## What this task involves
Update the items below by changing each "on its own line" to "on a separate line" and keeping everything else the same.

»»

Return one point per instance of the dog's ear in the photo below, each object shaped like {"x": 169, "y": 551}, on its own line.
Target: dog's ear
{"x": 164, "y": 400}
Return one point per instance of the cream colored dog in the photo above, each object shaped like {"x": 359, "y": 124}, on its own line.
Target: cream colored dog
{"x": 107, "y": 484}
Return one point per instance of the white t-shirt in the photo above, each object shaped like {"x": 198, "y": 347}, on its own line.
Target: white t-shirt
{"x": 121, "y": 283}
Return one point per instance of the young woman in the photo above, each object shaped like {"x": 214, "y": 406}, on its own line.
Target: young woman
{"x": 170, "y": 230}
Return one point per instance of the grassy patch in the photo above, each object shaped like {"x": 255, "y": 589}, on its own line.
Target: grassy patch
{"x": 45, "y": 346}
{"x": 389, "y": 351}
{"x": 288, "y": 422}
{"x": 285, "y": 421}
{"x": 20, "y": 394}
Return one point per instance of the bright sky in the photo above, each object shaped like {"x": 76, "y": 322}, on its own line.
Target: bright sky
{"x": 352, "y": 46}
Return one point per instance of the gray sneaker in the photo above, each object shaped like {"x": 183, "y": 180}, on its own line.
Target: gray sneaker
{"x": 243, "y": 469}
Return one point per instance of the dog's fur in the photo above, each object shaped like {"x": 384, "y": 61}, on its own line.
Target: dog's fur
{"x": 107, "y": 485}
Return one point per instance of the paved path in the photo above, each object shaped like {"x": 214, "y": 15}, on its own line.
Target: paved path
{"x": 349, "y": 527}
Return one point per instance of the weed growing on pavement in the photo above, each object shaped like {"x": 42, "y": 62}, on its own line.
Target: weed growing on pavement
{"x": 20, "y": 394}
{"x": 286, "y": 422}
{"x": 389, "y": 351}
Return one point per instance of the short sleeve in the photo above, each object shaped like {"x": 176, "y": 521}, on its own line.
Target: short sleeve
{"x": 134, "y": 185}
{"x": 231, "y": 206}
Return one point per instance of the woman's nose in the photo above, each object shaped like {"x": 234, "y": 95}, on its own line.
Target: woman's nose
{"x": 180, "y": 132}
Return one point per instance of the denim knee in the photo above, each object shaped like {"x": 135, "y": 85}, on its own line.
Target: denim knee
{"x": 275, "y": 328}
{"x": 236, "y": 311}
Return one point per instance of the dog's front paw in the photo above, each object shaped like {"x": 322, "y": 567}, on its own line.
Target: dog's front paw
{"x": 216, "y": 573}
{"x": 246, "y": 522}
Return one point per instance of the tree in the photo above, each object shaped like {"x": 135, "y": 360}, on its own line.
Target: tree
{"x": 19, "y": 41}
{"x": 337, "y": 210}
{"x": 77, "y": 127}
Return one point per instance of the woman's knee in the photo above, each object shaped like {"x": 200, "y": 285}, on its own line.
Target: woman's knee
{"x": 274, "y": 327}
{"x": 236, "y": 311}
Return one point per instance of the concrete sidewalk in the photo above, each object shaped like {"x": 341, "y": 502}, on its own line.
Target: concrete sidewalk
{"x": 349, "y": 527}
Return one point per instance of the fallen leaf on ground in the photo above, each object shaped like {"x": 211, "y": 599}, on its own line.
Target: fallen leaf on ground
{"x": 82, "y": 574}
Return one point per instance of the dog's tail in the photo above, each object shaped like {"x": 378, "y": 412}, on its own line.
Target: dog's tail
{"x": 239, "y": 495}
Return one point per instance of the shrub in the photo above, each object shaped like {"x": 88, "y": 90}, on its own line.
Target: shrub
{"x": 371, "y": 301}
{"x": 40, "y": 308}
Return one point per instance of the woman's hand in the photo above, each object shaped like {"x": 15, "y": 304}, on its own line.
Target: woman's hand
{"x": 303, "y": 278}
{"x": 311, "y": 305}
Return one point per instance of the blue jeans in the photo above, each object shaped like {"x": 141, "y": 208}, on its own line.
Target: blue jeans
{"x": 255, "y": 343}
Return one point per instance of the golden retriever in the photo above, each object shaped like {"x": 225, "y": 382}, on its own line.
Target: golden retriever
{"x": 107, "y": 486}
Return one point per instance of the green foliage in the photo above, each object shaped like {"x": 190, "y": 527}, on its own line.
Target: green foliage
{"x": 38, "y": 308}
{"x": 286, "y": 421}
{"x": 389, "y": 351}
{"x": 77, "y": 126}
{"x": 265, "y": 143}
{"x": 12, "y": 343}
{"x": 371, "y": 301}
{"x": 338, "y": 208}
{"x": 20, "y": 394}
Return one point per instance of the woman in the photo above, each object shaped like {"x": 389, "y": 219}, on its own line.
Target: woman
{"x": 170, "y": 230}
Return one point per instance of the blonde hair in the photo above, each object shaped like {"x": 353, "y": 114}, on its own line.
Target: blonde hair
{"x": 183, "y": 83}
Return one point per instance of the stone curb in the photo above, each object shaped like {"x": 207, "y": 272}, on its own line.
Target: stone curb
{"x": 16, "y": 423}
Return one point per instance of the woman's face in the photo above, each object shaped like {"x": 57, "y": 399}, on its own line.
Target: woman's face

««

## Task result
Return one point per instance of the dog's ear in the photo below, each object shaped like {"x": 169, "y": 551}, on a separate line.
Target: dog's ear
{"x": 164, "y": 400}
Return one point per instance of the cream colored dog in the photo above, each object shaped like {"x": 359, "y": 124}, on a separate line.
Target: cream colored dog
{"x": 107, "y": 484}
Return one point per instance of the white t-shirt in the photo above, each object shaped like {"x": 198, "y": 347}, on a separate line.
Target: white t-shirt
{"x": 121, "y": 283}
Return one point per instance of the young woman in the photo above, each object shaped like {"x": 214, "y": 406}, on a separate line.
Target: young woman
{"x": 170, "y": 230}
Return one point per instance of the grassy patch in the photo above, each object shaped like {"x": 255, "y": 589}, on a separate line.
Target: grassy patch
{"x": 45, "y": 346}
{"x": 389, "y": 351}
{"x": 288, "y": 422}
{"x": 285, "y": 421}
{"x": 20, "y": 394}
Return one point per instance of the bright sky in the photo above, each object shaped like {"x": 76, "y": 322}, on a separate line.
Target: bright sky
{"x": 352, "y": 46}
Return one point per instance of the gray sneaker in the photo above, each object shaped like {"x": 183, "y": 180}, on a separate line.
Target: gray sneaker
{"x": 243, "y": 469}
Return one point per instance of the dog's fur in the photo above, each object shaped like {"x": 384, "y": 61}, on a separate line.
Target: dog's fur
{"x": 107, "y": 485}
Return one point per instance of the paved path in the photo above, each object shaped like {"x": 214, "y": 15}, on a separate line.
Target: paved path
{"x": 349, "y": 527}
Return one point per instance of the weed growing on pavement in the photo above, each object shaped like {"x": 42, "y": 62}, on a separate line.
Target: weed growing on pavement
{"x": 20, "y": 394}
{"x": 286, "y": 422}
{"x": 389, "y": 351}
Return one point per instance of the short sleeve in the photo above, each object shaped like {"x": 176, "y": 521}, on a separate line.
Target: short sleeve
{"x": 134, "y": 185}
{"x": 231, "y": 206}
Return one point per instance of the woman's nose in the photo above, each object shaped like {"x": 234, "y": 95}, on a separate line.
Target: woman's nose
{"x": 180, "y": 132}
Return one point per instance of the denim knee in the photo above, each object shaped like {"x": 135, "y": 85}, on a separate line.
Target: denim knee
{"x": 275, "y": 328}
{"x": 236, "y": 311}
Return one point per instance of the dog's front paw in the photo above, each object shaped like {"x": 322, "y": 567}, on a separate line.
Target: dog's front paw
{"x": 216, "y": 573}
{"x": 246, "y": 522}
Return one point per instance of the tree in the photo above, each object shaped like {"x": 135, "y": 360}, on a separate line.
Target: tree
{"x": 19, "y": 41}
{"x": 337, "y": 210}
{"x": 77, "y": 127}
Return one point per instance of the woman's knee in the photo above, each object shaped like {"x": 200, "y": 285}, on a separate line.
Target: woman's knee
{"x": 274, "y": 327}
{"x": 236, "y": 311}
Return one point per instance of the concrete sidewalk in the photo above, each object shaped like {"x": 341, "y": 502}, on a separate line.
Target: concrete sidewalk
{"x": 349, "y": 527}
Return one point per instance of the fallen leaf on ground in the photo above, each object shaped like {"x": 211, "y": 599}, on a separate line.
Target: fallen leaf on ground
{"x": 82, "y": 574}
Return one point per instance of the dog's tail in the photo above, each object shaped like {"x": 378, "y": 412}, on a separate line.
Target: dog's tail
{"x": 239, "y": 495}
Return one point per instance of the shrub in the photo above, each object shaped like {"x": 88, "y": 90}, on a separate line.
Target: shrub
{"x": 371, "y": 301}
{"x": 40, "y": 308}
Return one point per instance of the woman's hand in the photo above, each object shaped like {"x": 15, "y": 304}, on a separate line.
Target: woman's hand
{"x": 303, "y": 278}
{"x": 311, "y": 305}
Return one point per instance of the blue jeans in the photo above, each object shaped like {"x": 141, "y": 208}, on a separate line.
Target: blue jeans
{"x": 255, "y": 343}
Return one point per instance of the golden retriever in the photo above, each object shaped like {"x": 225, "y": 382}, on a separate line.
Target: golden retriever
{"x": 107, "y": 486}
Return one point per instance of the green foliage in the photo above, each object shaped like {"x": 190, "y": 527}, on a separate line.
Target: green foliage
{"x": 38, "y": 308}
{"x": 286, "y": 421}
{"x": 389, "y": 351}
{"x": 77, "y": 126}
{"x": 265, "y": 143}
{"x": 12, "y": 343}
{"x": 371, "y": 301}
{"x": 338, "y": 208}
{"x": 20, "y": 394}
Return one point per instance of the woman in the photo above, each object shaped like {"x": 389, "y": 219}, on a separate line.
Target: woman
{"x": 170, "y": 230}
Return one point per instance of the blonde hair in the photo above, each object shaped like {"x": 353, "y": 114}, on a separate line.
Target: blonde hair
{"x": 183, "y": 83}
Return one point per instance of the stone curb in the photo above, each object shaped like {"x": 207, "y": 272}, on a separate line.
Target: stone curb
{"x": 16, "y": 423}
Return one point per instance of the woman's face in the photo above, each object shaped like {"x": 57, "y": 399}, on a separate line.
Target: woman's face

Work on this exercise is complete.